:: GIVEN INSTRUCTION ::
Tally the lines in the data below that contain the string "helmet", counting only matches with the same capitalization, and reply with the number alone.

:: STORED RECORDS ::

______________________________

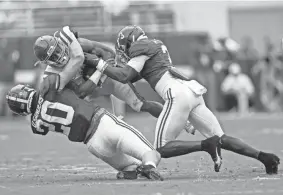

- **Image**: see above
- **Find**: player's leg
[154,86,220,170]
[87,116,141,175]
[189,99,279,173]
[100,113,162,180]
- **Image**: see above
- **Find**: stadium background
[0,0,283,195]
[0,0,283,115]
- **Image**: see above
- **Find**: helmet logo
[118,32,125,39]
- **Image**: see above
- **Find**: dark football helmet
[33,34,70,68]
[6,84,36,116]
[115,25,146,63]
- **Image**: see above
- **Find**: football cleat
[116,170,138,180]
[201,135,222,172]
[258,152,280,174]
[137,165,164,181]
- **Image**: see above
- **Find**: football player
[31,27,220,172]
[85,26,280,174]
[6,82,163,180]
[34,26,168,117]
[34,26,194,133]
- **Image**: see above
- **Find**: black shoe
[137,165,164,181]
[116,170,138,180]
[258,152,280,174]
[201,135,222,172]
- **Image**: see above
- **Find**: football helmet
[6,84,36,116]
[115,25,146,63]
[33,34,70,68]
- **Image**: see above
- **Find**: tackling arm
[58,26,84,91]
[85,55,149,83]
[78,38,115,60]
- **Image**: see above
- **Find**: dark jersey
[129,39,172,89]
[31,89,100,142]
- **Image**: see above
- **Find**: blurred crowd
[0,0,283,116]
[200,36,283,114]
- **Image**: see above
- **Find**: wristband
[96,59,108,73]
[89,70,102,85]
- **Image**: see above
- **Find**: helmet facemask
[44,36,70,68]
[6,85,36,116]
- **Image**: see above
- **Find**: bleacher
[0,2,175,37]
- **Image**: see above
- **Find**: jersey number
[38,101,75,136]
[161,45,172,64]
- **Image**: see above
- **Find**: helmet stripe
[59,32,68,45]
[6,95,28,104]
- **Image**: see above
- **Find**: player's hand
[84,52,101,68]
[39,74,60,98]
[39,77,50,97]
[79,80,97,98]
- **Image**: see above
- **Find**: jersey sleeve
[127,55,149,72]
[59,26,84,91]
[129,40,156,58]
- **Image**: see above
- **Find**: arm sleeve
[127,55,149,72]
[58,26,84,91]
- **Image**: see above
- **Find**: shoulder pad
[129,39,156,58]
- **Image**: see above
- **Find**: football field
[0,114,283,195]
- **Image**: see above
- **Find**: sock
[221,135,260,159]
[157,140,202,158]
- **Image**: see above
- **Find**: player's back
[129,39,172,89]
[31,89,101,142]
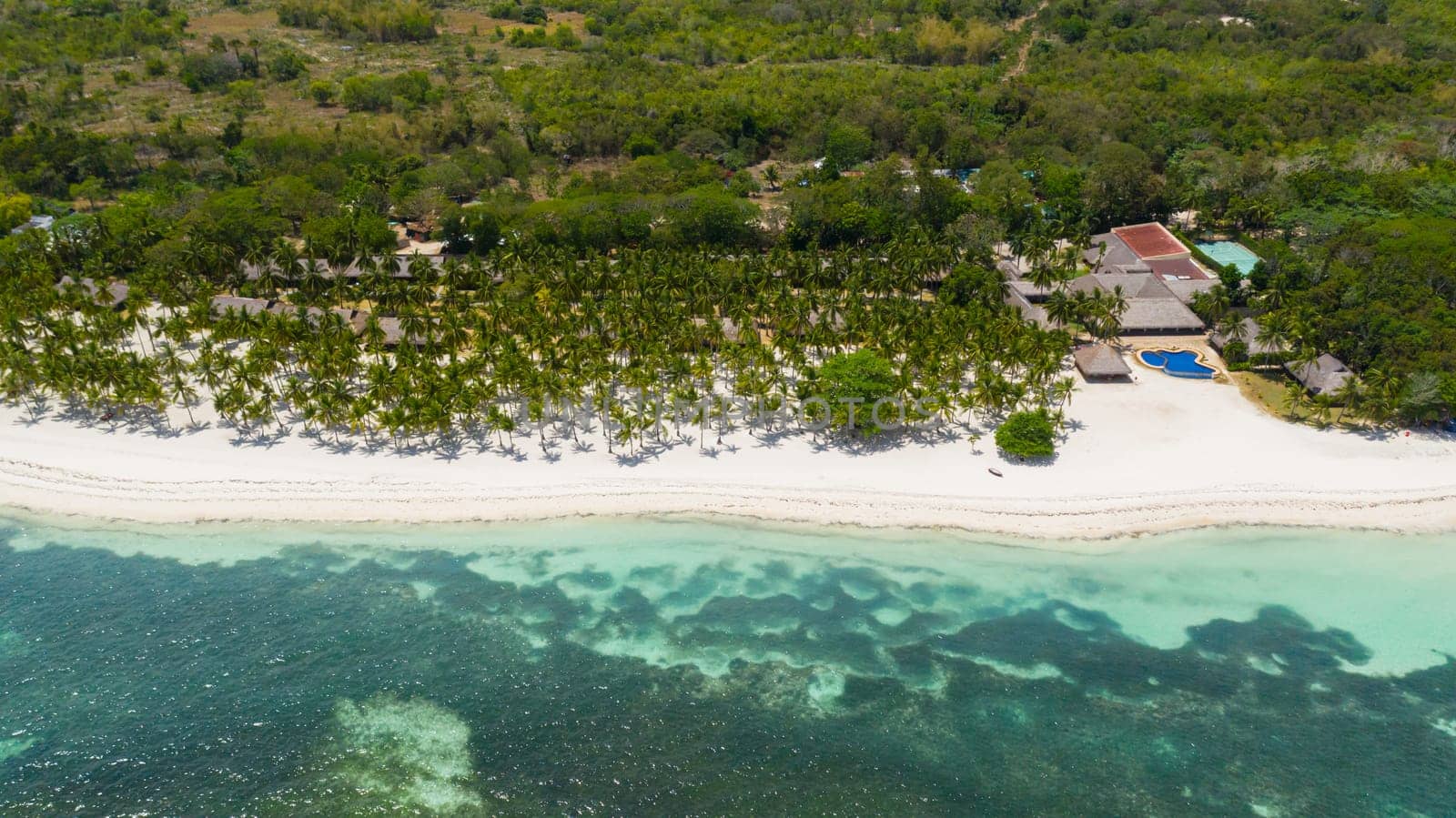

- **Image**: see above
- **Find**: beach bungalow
[1072,344,1133,381]
[213,296,274,316]
[56,275,131,310]
[693,318,743,347]
[10,216,56,236]
[1284,352,1356,395]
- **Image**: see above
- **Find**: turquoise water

______________________________

:: RESULT ::
5